● **Article**:
Caroline Crumpacker: I love what you've written about growing up in Texas and the various languages and vernaculars in your community and how they functioned socially. Can you talk about how this multiplicity, and all its political and social nuance, informs your work, your poetics. Also, it seems that your poetry works within and across registers of language to fill in some of the gaps. Can you talk about that?
Harryette Mullen: Yes, as one line in Sleeping with the Dictionary goes, "I've been licked all over by the English tongue." I think my childhood experience left me sensitive to the articulation of difference in language. I could see how language was used to assert, claim, and contest identity, especially for people with few other means of commanding attention. Human diversity is expressed through the multiplicity of spoken and written languages. With every word I speak or write, I'm aware that my language includes some people while excluding others. From childhood I've also appreciated the aesthetic, expressive, emotive, and pleasurable aspects of language, as well as the conflict and confusion we sometimes encounter when trying to communicate with others. I'm interested in the borderlines of language, where meanings contradict and overlap. A focus on the message itself is the poetic function, according to Jakobson. In poetry, I'm attentive to the multiple meanings of words, which is why I love puns, equivoque, the "double talk" of metaphor and simile. When I was growing up, my friends would never say, "Hey, your slip is showing." Instead they'd tell me, "It's snowing down south."

● **Source data**:
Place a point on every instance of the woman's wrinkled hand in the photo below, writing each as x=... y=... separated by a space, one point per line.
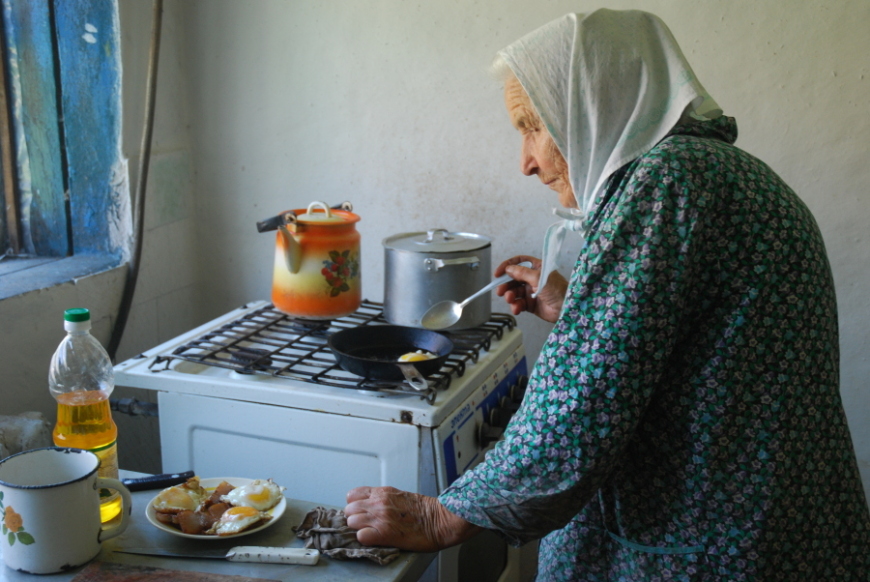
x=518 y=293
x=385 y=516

● **Exercise task 1**:
Answer these questions using the interview:
(a) Which book contains the line "I've been licked all over by the English tongue"?
(b) According to Jakobson, what is the poetic function?
(c) What would Mullen's friends say instead of "Hey, your slip is showing"?
● **Exercise task 2**: Put this sentence from the interview into Spanish: "Human diversity is expressed through the multiplicity of spoken and written languages."
● **Exercise task 3**: Retype the part of the interview that opens with the words containing "Caroline Crumpacker: I" and closes with "talk about that?".
The material has no connection to the interview.

● **Full output 1**:
(a) Sleeping with the Dictionary
(b) A focus on the message itself
(c) "It's snowing down south."

● **Full output 2**: La diversidad humana se expresa a través de la multiplicidad de las lenguas habladas y escritas.

● **Full output 3**:
Caroline Crumpacker: I love what you've written about growing up in Texas and the various languages and vernaculars in your community and how they functioned socially. Can you talk about how this multiplicity, and all its political and social nuance, informs your work, your poetics. Also, it seems that your poetry works within and across registers of language to fill in some of the gaps. Can you talk about that?